Image-grounded pointing data:
————————
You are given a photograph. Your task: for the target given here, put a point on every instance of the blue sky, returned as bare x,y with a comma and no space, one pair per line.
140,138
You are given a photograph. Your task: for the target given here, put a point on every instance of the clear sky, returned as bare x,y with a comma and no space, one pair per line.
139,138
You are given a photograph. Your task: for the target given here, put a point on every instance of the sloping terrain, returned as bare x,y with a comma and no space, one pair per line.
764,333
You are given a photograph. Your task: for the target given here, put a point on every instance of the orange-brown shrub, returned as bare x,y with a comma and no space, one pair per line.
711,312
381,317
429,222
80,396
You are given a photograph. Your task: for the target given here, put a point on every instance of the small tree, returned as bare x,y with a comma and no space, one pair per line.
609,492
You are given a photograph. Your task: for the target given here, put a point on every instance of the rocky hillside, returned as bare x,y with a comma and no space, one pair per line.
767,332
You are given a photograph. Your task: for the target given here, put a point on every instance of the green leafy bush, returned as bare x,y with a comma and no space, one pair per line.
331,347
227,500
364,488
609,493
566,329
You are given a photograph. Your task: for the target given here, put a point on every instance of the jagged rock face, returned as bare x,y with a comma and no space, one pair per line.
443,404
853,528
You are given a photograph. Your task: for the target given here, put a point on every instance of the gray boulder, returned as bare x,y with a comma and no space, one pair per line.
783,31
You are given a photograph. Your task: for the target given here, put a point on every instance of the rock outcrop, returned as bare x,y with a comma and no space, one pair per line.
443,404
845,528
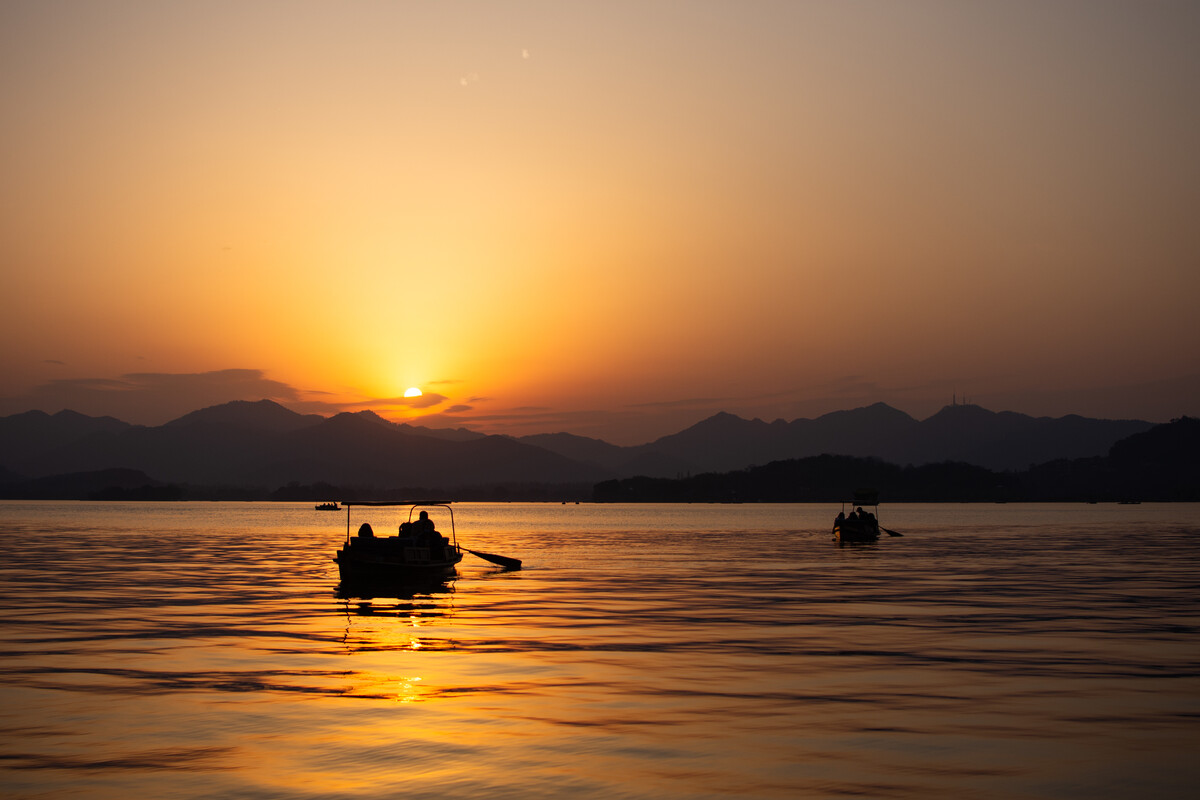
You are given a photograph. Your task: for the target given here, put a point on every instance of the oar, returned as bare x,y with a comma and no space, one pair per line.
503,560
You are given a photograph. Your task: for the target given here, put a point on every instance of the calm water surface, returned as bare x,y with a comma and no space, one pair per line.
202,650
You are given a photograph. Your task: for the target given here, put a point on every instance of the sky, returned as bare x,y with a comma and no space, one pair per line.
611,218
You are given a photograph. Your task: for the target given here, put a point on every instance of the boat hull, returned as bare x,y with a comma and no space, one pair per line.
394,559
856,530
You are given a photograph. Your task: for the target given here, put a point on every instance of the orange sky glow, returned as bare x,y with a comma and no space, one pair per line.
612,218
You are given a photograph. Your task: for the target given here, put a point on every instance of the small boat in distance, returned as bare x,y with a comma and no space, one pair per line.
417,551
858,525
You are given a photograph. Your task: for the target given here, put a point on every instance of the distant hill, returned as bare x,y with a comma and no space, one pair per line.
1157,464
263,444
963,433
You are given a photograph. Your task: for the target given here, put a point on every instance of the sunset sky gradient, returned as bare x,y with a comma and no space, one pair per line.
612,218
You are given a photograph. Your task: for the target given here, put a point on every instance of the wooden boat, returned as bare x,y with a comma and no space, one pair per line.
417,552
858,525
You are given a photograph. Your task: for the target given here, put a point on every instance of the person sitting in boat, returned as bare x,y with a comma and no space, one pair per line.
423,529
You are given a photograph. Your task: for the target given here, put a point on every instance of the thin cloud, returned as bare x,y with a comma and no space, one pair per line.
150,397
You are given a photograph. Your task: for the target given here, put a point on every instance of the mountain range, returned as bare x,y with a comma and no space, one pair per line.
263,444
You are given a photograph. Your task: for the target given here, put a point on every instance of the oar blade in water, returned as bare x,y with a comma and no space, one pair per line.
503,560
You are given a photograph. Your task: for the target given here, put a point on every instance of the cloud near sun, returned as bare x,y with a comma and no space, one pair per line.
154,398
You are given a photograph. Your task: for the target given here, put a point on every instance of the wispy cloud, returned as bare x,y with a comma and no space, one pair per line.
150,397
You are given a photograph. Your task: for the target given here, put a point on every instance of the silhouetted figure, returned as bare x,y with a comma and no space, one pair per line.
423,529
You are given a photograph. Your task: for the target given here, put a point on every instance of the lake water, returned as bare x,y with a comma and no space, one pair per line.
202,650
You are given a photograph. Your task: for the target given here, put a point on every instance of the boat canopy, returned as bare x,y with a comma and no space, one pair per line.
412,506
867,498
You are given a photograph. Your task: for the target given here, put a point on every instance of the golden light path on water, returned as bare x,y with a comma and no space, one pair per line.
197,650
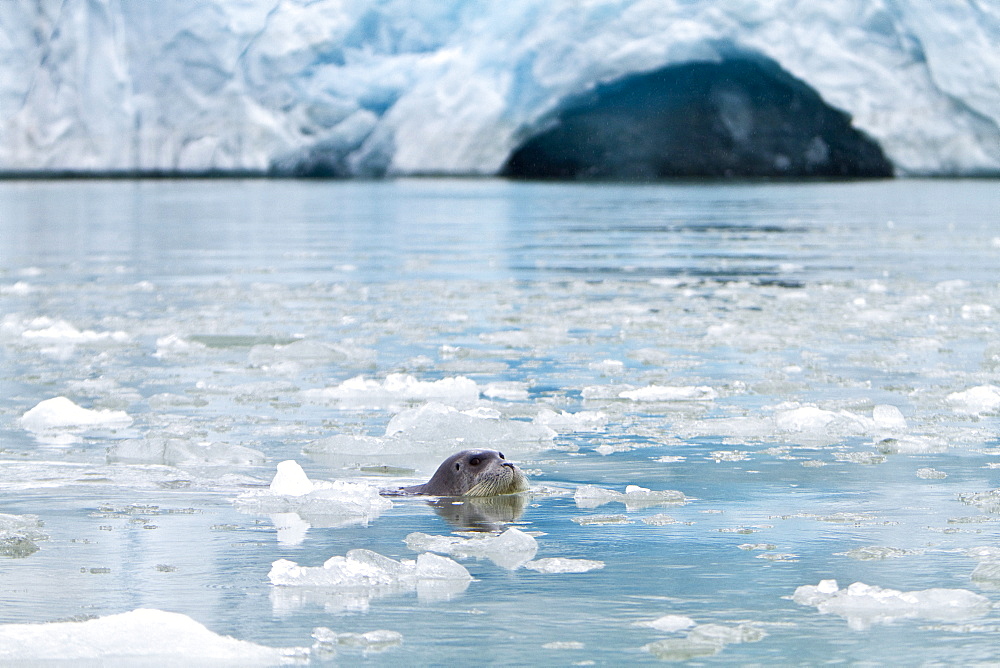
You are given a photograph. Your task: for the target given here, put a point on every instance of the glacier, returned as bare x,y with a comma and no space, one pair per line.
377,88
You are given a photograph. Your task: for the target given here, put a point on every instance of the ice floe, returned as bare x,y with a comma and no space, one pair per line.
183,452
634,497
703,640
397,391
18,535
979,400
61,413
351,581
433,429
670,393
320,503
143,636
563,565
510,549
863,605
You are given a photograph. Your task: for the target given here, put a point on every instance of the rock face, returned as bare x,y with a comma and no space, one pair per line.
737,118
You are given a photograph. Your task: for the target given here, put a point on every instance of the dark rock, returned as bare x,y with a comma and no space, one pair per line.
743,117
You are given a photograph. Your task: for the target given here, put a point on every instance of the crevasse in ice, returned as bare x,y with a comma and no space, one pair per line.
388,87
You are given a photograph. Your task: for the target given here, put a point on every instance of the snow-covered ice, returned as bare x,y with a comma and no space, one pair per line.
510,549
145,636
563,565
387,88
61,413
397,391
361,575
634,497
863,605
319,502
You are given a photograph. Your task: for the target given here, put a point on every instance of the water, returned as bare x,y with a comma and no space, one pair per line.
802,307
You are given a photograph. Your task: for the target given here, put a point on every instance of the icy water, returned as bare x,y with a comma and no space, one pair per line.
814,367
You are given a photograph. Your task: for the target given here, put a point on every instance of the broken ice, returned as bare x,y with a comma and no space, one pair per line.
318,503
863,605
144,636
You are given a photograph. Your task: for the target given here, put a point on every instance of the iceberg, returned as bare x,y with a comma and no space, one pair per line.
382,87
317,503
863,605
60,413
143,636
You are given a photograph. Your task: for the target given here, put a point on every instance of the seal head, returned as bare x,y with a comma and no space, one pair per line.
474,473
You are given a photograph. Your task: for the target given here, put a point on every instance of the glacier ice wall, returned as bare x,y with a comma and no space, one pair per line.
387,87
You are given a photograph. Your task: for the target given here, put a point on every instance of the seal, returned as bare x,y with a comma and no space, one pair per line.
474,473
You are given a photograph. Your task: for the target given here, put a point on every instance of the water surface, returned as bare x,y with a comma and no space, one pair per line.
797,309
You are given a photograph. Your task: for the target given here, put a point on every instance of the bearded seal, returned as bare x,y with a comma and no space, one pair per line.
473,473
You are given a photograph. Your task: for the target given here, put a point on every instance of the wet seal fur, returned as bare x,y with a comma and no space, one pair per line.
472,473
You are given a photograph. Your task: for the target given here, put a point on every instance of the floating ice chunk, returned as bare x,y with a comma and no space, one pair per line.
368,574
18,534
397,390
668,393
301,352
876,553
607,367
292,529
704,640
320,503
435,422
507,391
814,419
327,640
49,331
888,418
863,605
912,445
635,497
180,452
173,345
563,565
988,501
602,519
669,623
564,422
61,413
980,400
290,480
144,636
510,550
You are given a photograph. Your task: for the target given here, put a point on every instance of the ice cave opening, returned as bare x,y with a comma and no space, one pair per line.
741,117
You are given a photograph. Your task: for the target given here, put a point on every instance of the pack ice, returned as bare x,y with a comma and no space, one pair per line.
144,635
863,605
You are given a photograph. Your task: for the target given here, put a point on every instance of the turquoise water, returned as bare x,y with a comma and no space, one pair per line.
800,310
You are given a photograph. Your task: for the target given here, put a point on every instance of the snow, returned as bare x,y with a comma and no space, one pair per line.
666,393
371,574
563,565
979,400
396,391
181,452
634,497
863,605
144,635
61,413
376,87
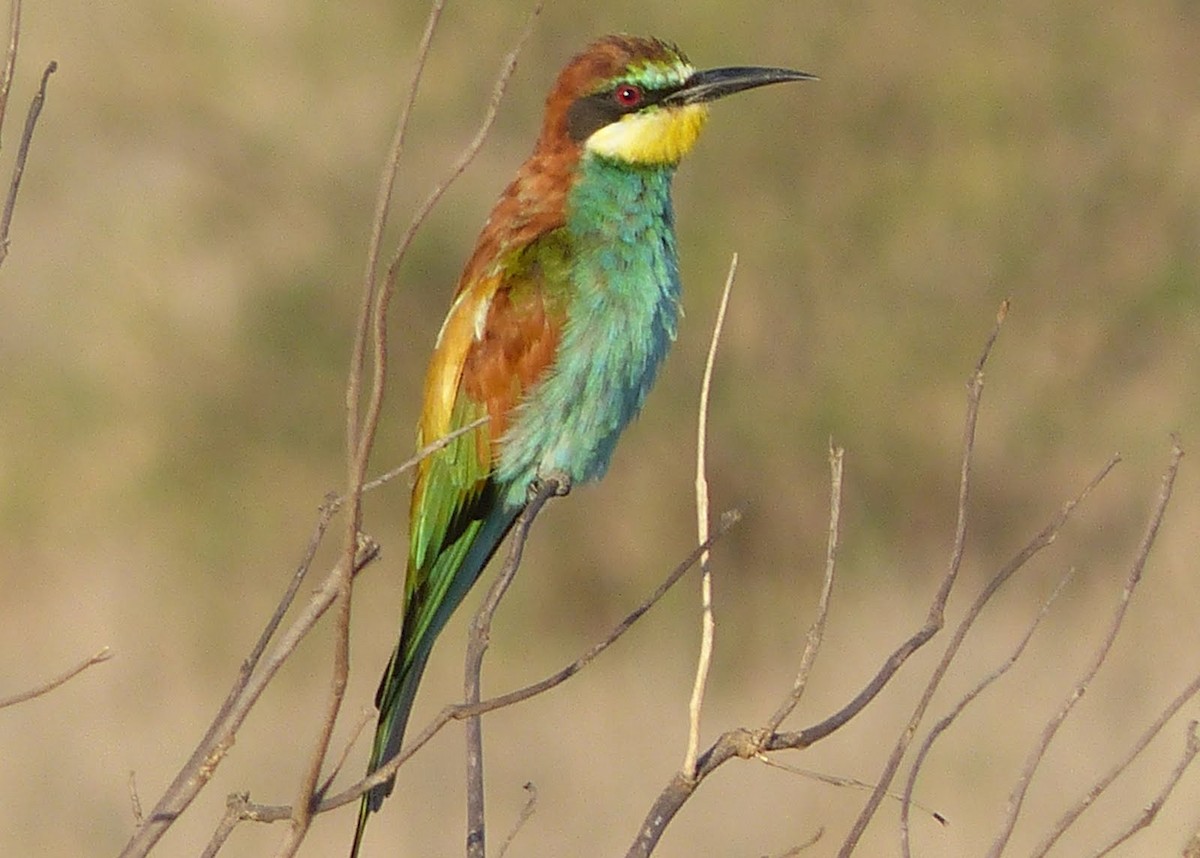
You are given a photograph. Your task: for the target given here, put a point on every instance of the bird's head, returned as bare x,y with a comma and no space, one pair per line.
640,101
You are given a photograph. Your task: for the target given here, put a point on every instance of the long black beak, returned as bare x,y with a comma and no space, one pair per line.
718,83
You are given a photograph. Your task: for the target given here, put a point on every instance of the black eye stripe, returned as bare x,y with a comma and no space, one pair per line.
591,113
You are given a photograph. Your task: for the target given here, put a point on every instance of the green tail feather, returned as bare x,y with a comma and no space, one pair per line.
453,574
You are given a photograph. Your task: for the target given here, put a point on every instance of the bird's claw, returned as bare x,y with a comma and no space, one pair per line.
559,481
————————
TASK ITEM => Print exactly, and only, the lines running from the one that contains "bird's head, returned" to the last line of the records above.

WRITTEN ANSWER =>
You are given a photograph. Your task: for the target given here, put a point on every instance of the bird's head, returned as bare x,y with a comma and no space, one pair per line.
640,101
You are given a photograph. Your task: for the target given here, put a point on every instance of the long black beak, returned as bare x,y with a comma and no space, one pair per line.
718,83
You are given a photograph. Your task: for the target given here, put a point on every instance of the black eye stripe, returned as bare x,y with a comma and no space, one pair per line.
591,113
You are given a photograph. Your task: for the target given here, put a point on every instance of the green tail feather, returned as bare x,y with a comma and no space, one pair per line.
453,574
You are given a photograph. Your task: for the target given here, put a point on every instance of the bird's claw, returned as bare x,y with a comma and no space, one pair per line.
559,481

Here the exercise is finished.